[Records of labeled points]
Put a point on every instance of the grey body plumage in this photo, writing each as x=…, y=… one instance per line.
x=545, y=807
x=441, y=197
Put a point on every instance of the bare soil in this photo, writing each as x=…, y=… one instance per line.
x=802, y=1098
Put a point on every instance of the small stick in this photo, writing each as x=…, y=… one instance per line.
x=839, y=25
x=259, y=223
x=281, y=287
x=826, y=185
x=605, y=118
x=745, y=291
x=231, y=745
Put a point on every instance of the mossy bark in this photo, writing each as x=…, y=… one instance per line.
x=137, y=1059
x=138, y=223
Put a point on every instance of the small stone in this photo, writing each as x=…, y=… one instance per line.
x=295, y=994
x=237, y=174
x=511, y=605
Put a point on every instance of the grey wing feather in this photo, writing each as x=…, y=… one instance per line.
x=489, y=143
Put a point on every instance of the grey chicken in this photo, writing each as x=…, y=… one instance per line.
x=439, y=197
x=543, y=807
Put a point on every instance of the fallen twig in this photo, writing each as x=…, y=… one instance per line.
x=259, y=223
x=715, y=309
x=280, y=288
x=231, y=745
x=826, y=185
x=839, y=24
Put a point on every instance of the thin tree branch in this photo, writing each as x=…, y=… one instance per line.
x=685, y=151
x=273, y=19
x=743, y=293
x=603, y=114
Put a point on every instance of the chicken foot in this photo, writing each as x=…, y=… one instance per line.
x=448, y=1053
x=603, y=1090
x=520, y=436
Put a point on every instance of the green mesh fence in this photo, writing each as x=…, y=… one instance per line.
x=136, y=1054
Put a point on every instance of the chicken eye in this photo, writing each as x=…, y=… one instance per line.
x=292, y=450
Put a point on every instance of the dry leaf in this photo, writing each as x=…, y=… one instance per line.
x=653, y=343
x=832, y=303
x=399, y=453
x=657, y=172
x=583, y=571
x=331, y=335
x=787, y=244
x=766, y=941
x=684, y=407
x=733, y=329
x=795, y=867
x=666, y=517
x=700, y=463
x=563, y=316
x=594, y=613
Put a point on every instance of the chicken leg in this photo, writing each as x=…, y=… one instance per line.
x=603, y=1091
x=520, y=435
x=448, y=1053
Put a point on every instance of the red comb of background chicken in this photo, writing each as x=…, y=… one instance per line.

(Work to do): Copy all of the items above verbatim, line by line, changing nothing.

(Exercise result):
Put a point on every instance of the grey body plumage in this photo, writing each as x=…, y=… one instance per line.
x=545, y=807
x=441, y=197
Put a point on every instance of the bare soil in this photo, writing each as x=…, y=… one instance per line.
x=802, y=1098
Put a point on every instance of the small stick in this photo, writing each as x=…, y=… one instance per line.
x=839, y=25
x=259, y=223
x=281, y=287
x=826, y=185
x=605, y=118
x=745, y=291
x=231, y=745
Put a point on every instance of the mossy bark in this photo, writing each as x=…, y=… one instance per line.
x=137, y=1059
x=138, y=223
Put a point on every instance of the small stone in this photo, writing each as x=…, y=… one instance per line.
x=295, y=994
x=237, y=174
x=511, y=605
Put a point on every instance of the grey wing feather in this photo, writing each as x=…, y=… one instance per line.
x=489, y=143
Put a point on every instance of the grey chicken in this photo, writing each as x=…, y=… one instance per line.
x=439, y=197
x=543, y=807
Put a point on every instance of the fallen twig in this photo, writing each as x=…, y=… one instance per line.
x=259, y=223
x=715, y=309
x=280, y=288
x=231, y=745
x=826, y=185
x=839, y=24
Put a point on every instance of the thin tree branch in this photo, writing each as x=…, y=… one instance per line.
x=685, y=151
x=273, y=19
x=743, y=293
x=603, y=114
Put a point on every instance of the chicken foot in this photo, writing each as x=…, y=… one instance per line.
x=448, y=1053
x=603, y=1090
x=520, y=436
Put a point on every instance of the green mesh fence in this photo, writing each as x=…, y=… one instance per line.
x=136, y=1054
Put a point on every instance of the chicken eye in this photo, writing each as x=…, y=… one instance per line.
x=292, y=450
Put a point on every instance of the dry leaf in this photo, writing each as x=…, y=… one instance per line.
x=653, y=343
x=832, y=303
x=399, y=453
x=657, y=172
x=583, y=571
x=331, y=335
x=787, y=244
x=766, y=941
x=684, y=407
x=733, y=329
x=795, y=867
x=666, y=517
x=700, y=463
x=563, y=316
x=594, y=613
Put a point on every instance of the chicken leg in this photo, writing each as x=…, y=… one instance per line.
x=603, y=1091
x=520, y=435
x=448, y=1053
Put a point on every instance of the red comb of background chicken in this photo, writing each as x=…, y=… one instance per line.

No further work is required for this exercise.